Top of Extracted data

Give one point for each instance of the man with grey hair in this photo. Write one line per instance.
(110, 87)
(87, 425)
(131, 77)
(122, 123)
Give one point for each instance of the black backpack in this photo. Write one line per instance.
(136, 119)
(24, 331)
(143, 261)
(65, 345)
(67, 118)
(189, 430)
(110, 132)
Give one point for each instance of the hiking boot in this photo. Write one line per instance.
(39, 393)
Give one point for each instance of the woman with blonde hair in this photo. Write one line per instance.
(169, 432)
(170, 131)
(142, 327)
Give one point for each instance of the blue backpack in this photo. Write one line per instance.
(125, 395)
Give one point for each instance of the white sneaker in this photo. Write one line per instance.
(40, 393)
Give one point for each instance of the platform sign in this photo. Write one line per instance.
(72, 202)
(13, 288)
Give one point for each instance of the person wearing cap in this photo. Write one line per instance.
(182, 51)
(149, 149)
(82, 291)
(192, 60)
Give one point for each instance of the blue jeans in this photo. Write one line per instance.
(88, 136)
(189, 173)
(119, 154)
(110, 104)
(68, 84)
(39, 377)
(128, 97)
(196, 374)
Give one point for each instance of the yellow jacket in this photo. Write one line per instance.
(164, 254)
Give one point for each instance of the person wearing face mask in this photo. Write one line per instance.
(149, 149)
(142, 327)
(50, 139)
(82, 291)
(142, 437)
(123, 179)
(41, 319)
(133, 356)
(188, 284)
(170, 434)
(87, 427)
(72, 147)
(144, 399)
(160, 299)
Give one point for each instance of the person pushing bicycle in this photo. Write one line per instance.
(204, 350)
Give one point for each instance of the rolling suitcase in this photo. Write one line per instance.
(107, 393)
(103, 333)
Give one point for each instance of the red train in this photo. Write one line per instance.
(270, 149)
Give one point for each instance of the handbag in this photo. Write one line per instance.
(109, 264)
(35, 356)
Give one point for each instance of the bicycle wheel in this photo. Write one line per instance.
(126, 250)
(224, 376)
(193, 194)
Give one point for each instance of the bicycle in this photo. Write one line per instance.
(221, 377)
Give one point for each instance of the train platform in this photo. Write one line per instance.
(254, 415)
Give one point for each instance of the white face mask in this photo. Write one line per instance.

Bottom of Extracted data

What you have to do
Provide a verbatim copy of all the entries.

Exercise answer
Give one point for each instance of the man with grey hair in this photo. Write one line per instance.
(110, 87)
(87, 425)
(131, 77)
(122, 123)
Give one point for each instance of the black backpack in this photo. Write one line per instance.
(136, 119)
(24, 331)
(143, 261)
(65, 345)
(67, 118)
(189, 430)
(110, 132)
Give one point for each instance of the hiking boot in this photo. Write one line per instance.
(39, 393)
Give one point for each instance of the woman with blonde hair in this photo. Write one line per instance.
(169, 432)
(170, 131)
(142, 327)
Give one point for each instance of the blue backpack in this photo. Write one line per instance.
(125, 395)
Give one point for each instance of the white sneaker in this photo. Write one line per instance.
(40, 393)
Give one point for each instance of the platform sign in this photo. Write one line per instance.
(72, 202)
(13, 288)
Give one point for each instance of the person wearing cap in this photo. Write one line per instance.
(182, 51)
(149, 149)
(82, 291)
(192, 60)
Give one point for each instance of the blue jeans in this photo. Write one line per instance.
(88, 136)
(189, 173)
(119, 154)
(110, 104)
(68, 84)
(39, 377)
(128, 97)
(196, 374)
Give one point for each instance of the yellow jacket in this photo. Write one line per instance.
(164, 254)
Give one point for each instance of the person wearing face mask in this photo. Write one line per instance.
(149, 149)
(142, 327)
(50, 139)
(82, 291)
(142, 437)
(123, 179)
(41, 319)
(133, 356)
(188, 284)
(170, 434)
(87, 427)
(72, 147)
(144, 399)
(160, 299)
Give one point for each instance of the person pushing bicycle in this photo. Write one line per instance.
(204, 350)
Give one point for each instance of the rolling suitcase in this photo. Write one line per instance.
(107, 393)
(103, 333)
Give one point for each instance of the red train in this photo. Write one line per instance.
(270, 149)
Give one point for each instance of the handbag in this photo. Write one line per instance.
(109, 264)
(35, 356)
Give one point for each instance of the bicycle wheel in this photo. Write one line per instance.
(126, 250)
(224, 376)
(193, 194)
Give one point for each instance of the bicycle in this photo. Write one line per instance.
(221, 377)
Give one point for each instance of the train platform in this photo. Write one line per instance.
(254, 415)
Give one point for each instance of the white face mask in this photo. Write one line per instance.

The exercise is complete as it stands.